Surrogate Cities Ruhr – unvorbereitet in die Kraftzentrale

Zwanzig Minuten vor Beginn. Das Orchester übte, die Ränge waren noch leer. (fotos: zoom)
Zwanzig Minuten bleiben bis zur Vorstellung. Das Orchesterrund füllt sich, die Zuschauerränge sind noch leer. (fotos: zoom)

Es gibt eine lange und eine kurze Geschichte. Die kurze Geschichte geht so: Eigentlich hatten wir gestern ein kleines Nachbarschaftsfest in unserem Sauerländer Dorf. Uneigentlich entdeckte ich einen Tag vorher die Eintrittskarte zur Ruhrtriennale an unserer Pinnwand. Surrogate Cities Ruhr, 30 Euro, Tribüne B, Reihe 14, Platz 24.

Um 19.09 Uhr saß ich auf meinem Platz, das kleine Notizbuch auf dem Schoß. Wenn schon keine Ahnung, dann ordentlich mitschreiben. Das war die Idee. In Wirklichkeit habe ich die Zuschauerränge gezählt. Zwei Tribünen mit je ungefähr 40 x 18 Plätzen. Das Buch blieb zugeklappt, der Stift in der Brusttasche.

In der Langversion war ich vorher mit dem Fahrrad im westlichen Ruhrgebiet unterwegs. Rhein, Kohlekraftwerk Möllen, Emschermündung, Wohnungswald, Döner, Friedhof, Grablichter und schließlich der alte Hochofen im Landschaftspark Duisburg Nord, 50 Meter von der Kraftzentrale entfernt.

Zwei Mal hochgeklettert. Um 19 Uhr  waren auf der obersten Plattform zum Sonnenuntergang Fotografen mit Ausrüstungen unterwegs, die gefühlt eine halbe Millionen Euro wert waren. Die Sonnenuntergangsspanner.

Ich habe mit meiner Canon-Pocketkamera auch geknipst. Ich knipse ja immer nur. Gestern flogen ein paar Heißluftballons herum. Ich habe dann einen von denen geknipst und mir vorgestellt, wie grandios das Bild werden würde, hätte ich eine dieser 5200 Euro Ausrüstungen, statt der 250 Euro PowerShot.

Immer wieder Vollkitsch. Der Hochofen enttäuscht auch eine schlechten Fotografen niemals.
Immer wieder Vollkitsch. Der Hochofen enttäuscht auch einen schlechten Fotografen niemals.

Ich schweife ab. Um 19.09 saß ich auf meinem Platz und zählte. Natürlich hatte ich einen Plan B im Hinterkopf. Der ging so: Wenn ich das alles ohne Vorwissen nicht verstünde -in der Halle hing der Geruch des Bildungsbürgertums- könnte ich immer noch bei den „Revierpassagen“ nachlesen, was ich zu verstehen hätte.
○ ○ ○ ○ ○
Ersetze im Bericht über Surrogate Cities Ruhr "Fahrrad" durch "Motorrad", und gib den Abschnitt von "In der Langversion" bis einschließlich "eine schlechten Fotografen niemals." mit dieser Änderung wieder. Die nachstehenden Zeilen stammen aus einer anderen Quelle.

(Datensätze zur Punktannotation)
○ ○ ○ ○ ○
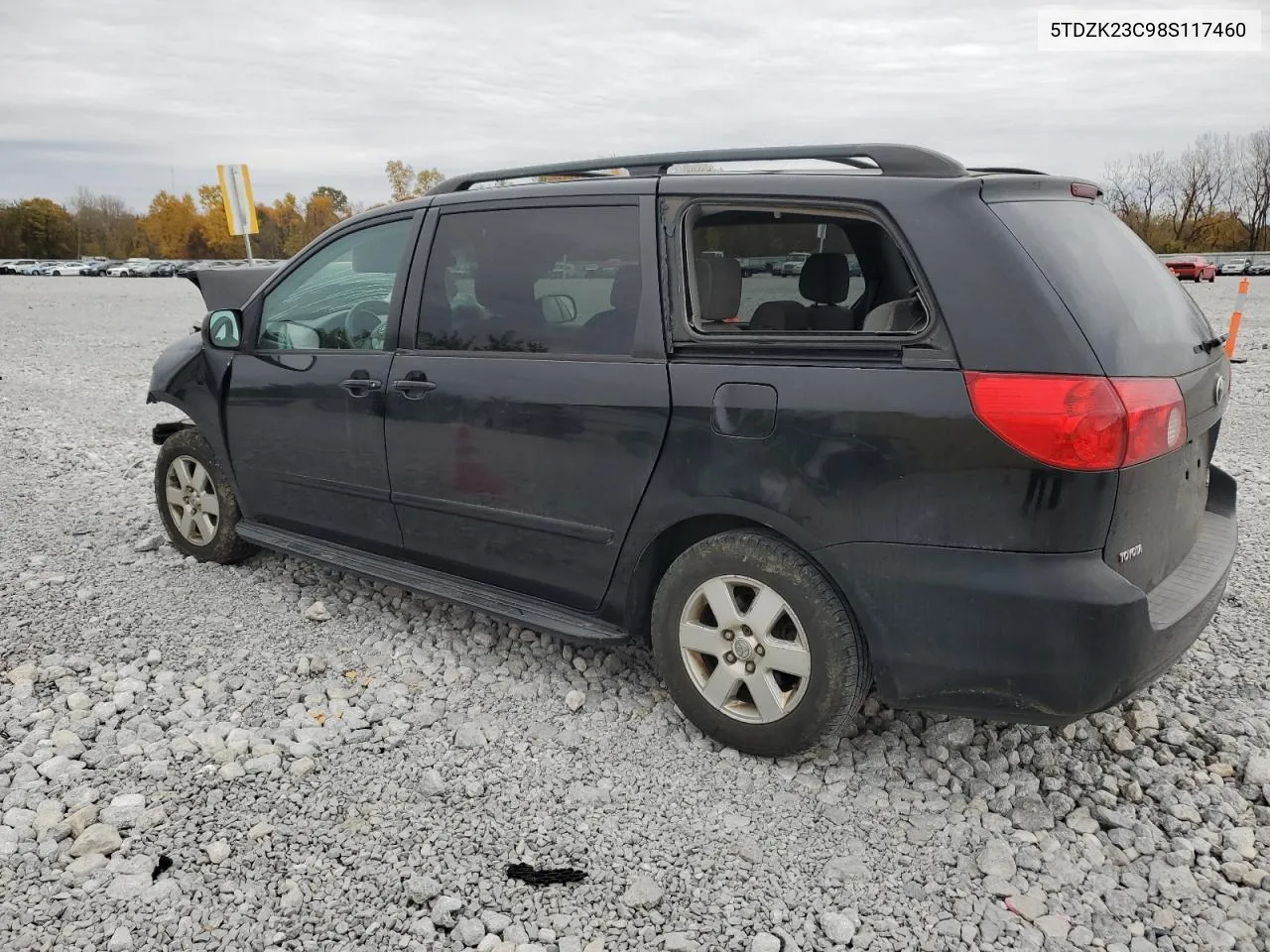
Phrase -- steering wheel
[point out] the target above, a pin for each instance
(365, 324)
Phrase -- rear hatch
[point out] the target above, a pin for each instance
(1141, 322)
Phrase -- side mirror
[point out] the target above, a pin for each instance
(559, 308)
(223, 329)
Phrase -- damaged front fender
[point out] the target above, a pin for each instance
(193, 377)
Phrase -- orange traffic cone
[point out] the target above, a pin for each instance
(470, 474)
(1236, 318)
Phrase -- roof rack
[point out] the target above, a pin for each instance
(890, 159)
(1003, 171)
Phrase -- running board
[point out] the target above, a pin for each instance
(526, 611)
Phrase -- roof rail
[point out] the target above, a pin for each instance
(890, 159)
(1003, 171)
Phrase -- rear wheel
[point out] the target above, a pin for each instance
(754, 645)
(195, 502)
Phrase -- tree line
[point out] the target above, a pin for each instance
(173, 226)
(1211, 197)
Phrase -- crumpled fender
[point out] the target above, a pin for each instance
(193, 379)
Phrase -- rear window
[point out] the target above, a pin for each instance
(1138, 317)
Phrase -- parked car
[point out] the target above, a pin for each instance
(68, 268)
(761, 266)
(131, 268)
(794, 509)
(1192, 268)
(793, 264)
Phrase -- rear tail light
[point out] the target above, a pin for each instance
(1080, 422)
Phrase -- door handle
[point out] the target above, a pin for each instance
(361, 386)
(413, 389)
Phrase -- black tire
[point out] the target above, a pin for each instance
(225, 546)
(839, 673)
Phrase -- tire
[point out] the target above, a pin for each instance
(189, 466)
(821, 671)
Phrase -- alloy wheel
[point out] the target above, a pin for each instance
(744, 649)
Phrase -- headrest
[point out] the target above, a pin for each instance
(720, 294)
(506, 275)
(826, 278)
(894, 316)
(625, 293)
(779, 315)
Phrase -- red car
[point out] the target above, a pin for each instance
(1193, 268)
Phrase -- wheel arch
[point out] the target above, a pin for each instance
(677, 536)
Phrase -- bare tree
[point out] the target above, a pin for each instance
(1118, 188)
(1151, 173)
(1251, 186)
(698, 169)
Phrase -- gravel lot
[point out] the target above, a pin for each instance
(198, 757)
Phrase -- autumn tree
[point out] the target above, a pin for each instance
(405, 182)
(37, 227)
(213, 229)
(169, 223)
(338, 199)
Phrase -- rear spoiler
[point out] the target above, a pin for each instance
(229, 289)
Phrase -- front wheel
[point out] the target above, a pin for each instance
(756, 647)
(195, 502)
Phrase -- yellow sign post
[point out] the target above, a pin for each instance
(239, 204)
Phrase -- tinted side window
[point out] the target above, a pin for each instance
(338, 298)
(1139, 320)
(548, 281)
(760, 271)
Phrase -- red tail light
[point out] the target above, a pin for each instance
(1080, 422)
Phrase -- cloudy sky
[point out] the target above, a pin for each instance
(128, 98)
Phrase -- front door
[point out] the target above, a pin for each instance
(524, 426)
(305, 405)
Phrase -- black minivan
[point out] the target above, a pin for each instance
(961, 457)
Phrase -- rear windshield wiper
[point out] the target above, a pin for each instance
(1210, 344)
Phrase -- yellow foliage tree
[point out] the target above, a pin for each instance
(217, 241)
(318, 214)
(169, 223)
(290, 222)
(405, 182)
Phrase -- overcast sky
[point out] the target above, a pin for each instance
(128, 98)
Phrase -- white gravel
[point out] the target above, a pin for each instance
(195, 757)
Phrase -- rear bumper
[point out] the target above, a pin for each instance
(1040, 639)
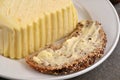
○ ○ ○ ○ ○
→ Ergebnis
In der Langversion war ich vorher mit dem Motorrad im westlichen Ruhrgebiet unterwegs. Rhein, Kohlekraftwerk Möllen, Emschermündung, Wohnungswald, Döner, Friedhof, Grablichter und schließlich der alte Hochofen im Landschaftspark Duisburg Nord, 50 Meter von der Kraftzentrale entfernt.

Zwei Mal hochgeklettert. Um 19 Uhr  waren auf der obersten Plattform zum Sonnenuntergang Fotografen mit Ausrüstungen unterwegs, die gefühlt eine halbe Millionen Euro wert waren. Die Sonnenuntergangsspanner.

Ich habe mit meiner Canon-Pocketkamera auch geknipst. Ich knipse ja immer nur. Gestern flogen ein paar Heißluftballons herum. Ich habe dann einen von denen geknipst und mir vorgestellt, wie grandios das Bild werden würde, hätte ich eine dieser 5200 Euro Ausrüstungen, statt der 250 Euro PowerShot.

Immer wieder Vollkitsch. Der Hochofen enttäuscht auch eine schlechten Fotografen niemals.